* _WHAT IS NEEDED_: Reproduce the lines below, substituting "red stained glass" for "blue stained glass" and keeping everything else the same.

* _INFORMATION SUPPLIED_:
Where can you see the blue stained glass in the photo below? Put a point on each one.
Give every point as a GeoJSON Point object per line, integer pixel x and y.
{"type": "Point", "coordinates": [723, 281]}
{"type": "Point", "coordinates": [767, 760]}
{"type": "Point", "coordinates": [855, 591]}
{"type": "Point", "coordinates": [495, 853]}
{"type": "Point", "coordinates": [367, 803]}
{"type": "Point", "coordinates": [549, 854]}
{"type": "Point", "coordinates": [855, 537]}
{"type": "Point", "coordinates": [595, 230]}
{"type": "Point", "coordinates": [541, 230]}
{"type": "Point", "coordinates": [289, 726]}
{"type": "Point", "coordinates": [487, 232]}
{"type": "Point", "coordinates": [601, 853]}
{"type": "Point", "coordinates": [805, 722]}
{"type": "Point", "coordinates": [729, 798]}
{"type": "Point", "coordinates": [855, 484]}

* _RESPONSE FOR THIS EXERCISE_:
Where can you see the red stained glass in the photo below? Put a point on each one.
Give every point as a GeoJSON Point object per line, integer pixel x and y.
{"type": "Point", "coordinates": [723, 281]}
{"type": "Point", "coordinates": [767, 760]}
{"type": "Point", "coordinates": [855, 591]}
{"type": "Point", "coordinates": [495, 853]}
{"type": "Point", "coordinates": [367, 803]}
{"type": "Point", "coordinates": [549, 854]}
{"type": "Point", "coordinates": [855, 537]}
{"type": "Point", "coordinates": [595, 230]}
{"type": "Point", "coordinates": [541, 230]}
{"type": "Point", "coordinates": [289, 726]}
{"type": "Point", "coordinates": [487, 232]}
{"type": "Point", "coordinates": [601, 853]}
{"type": "Point", "coordinates": [805, 722]}
{"type": "Point", "coordinates": [729, 798]}
{"type": "Point", "coordinates": [855, 484]}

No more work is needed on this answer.